PE-23: Facility Location

PE-23: Facility Location requires you to make deliberate, documented decisions about where facilities housing your systems are placed, based on physical and environmental hazards (flood, fire, seismic, severe weather, industrial accidents), and to keep evidence that those decisions are made and maintained. Your fastest path is a repeatable site-risk assessment tied to each hosting location, with clear ownership and review triggers. 1

Key takeaways:

  • PE-23 is a planning-and-evidence control: you must show how location risks were assessed and addressed for each facility that hosts the system. 1
  • Scope includes owned sites, colocation, and other third-party facilities if your system resides there; “we don’t control the building” is not a pass. 1
  • Operationalize PE-23 with a site hazard register, a standardized assessment, and lifecycle triggers tied to moves, expansions, and material environmental changes. 2

The pe-23: facility location requirement is easy to under-implement because teams treat it as a one-time real estate decision. Auditors tend to treat it differently: if your system runs in a data center, office, warehouse, plant, lab, or colocation cage, you should be able to explain why that location is acceptable given local hazards, what mitigations exist, and when you will reassess.

□ □ □

(Short task 1):
Take the records from the line with "Exercise. Locate the hill" through the end of the records, both included. Rewrite those lines with every "Locate" substituted by "Find" and nothing else changed.
The text and the records are unrelated.

(Provided information):
□ □ □

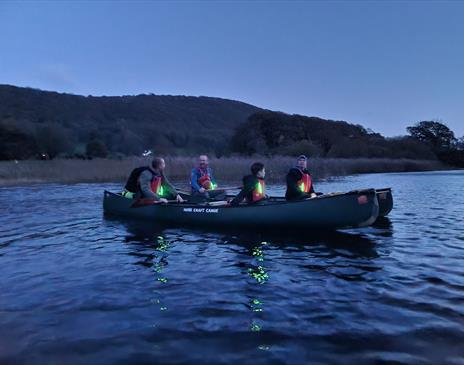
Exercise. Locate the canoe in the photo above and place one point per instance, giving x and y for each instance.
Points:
(385, 199)
(357, 208)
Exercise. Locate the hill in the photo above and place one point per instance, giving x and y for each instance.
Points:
(34, 121)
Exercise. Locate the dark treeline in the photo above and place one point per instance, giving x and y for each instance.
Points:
(275, 133)
(35, 124)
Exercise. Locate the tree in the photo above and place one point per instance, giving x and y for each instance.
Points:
(96, 148)
(53, 139)
(437, 134)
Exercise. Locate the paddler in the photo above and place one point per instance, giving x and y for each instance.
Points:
(202, 180)
(299, 182)
(254, 188)
(149, 182)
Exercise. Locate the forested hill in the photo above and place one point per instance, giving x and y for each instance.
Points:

□ □ □

(Short task 2):
Duplicate the whole PE-23: Facility Location text exactly.

(Full response 1):
Exercise. Find the hill in the photo above and place one point per instance, giving x and y for each instance.
Points:
(34, 121)
Exercise. Find the dark treeline in the photo above and place one point per instance, giving x and y for each instance.
Points:
(275, 133)
(35, 124)
Exercise. Find the tree in the photo above and place one point per instance, giving x and y for each instance.
Points:
(96, 148)
(53, 139)
(437, 134)
Exercise. Find the paddler in the photo above and place one point per instance, giving x and y for each instance.
Points:
(202, 180)
(299, 182)
(254, 188)
(149, 182)
Exercise. Find the forested hill in the photo above and place one point per instance, giving x and y for each instance.
Points:

(Full response 2):
PE-23: Facility Location

PE-23: Facility Location requires you to make deliberate, documented decisions about where facilities housing your systems are placed, based on physical and environmental hazards (flood, fire, seismic, severe weather, industrial accidents), and to keep evidence that those decisions are made and maintained. Your fastest path is a repeatable site-risk assessment tied to each hosting location, with clear ownership and review triggers. 1

Key takeaways:

  • PE-23 is a planning-and-evidence control: you must show how location risks were assessed and addressed for each facility that hosts the system. 1
  • Scope includes owned sites, colocation, and other third-party facilities if your system resides there; “we don’t control the building” is not a pass. 1
  • Operationalize PE-23 with a site hazard register, a standardized assessment, and lifecycle triggers tied to moves, expansions, and material environmental changes. 2

The pe-23: facility location requirement is easy to under-implement because teams treat it as a one-time real estate decision. Auditors tend to treat it differently: if your system runs in a data center, office, warehouse, plant, lab, or colocation cage, you should be able to explain why that location is acceptable given local hazards, what mitigations exist, and when you will reassess.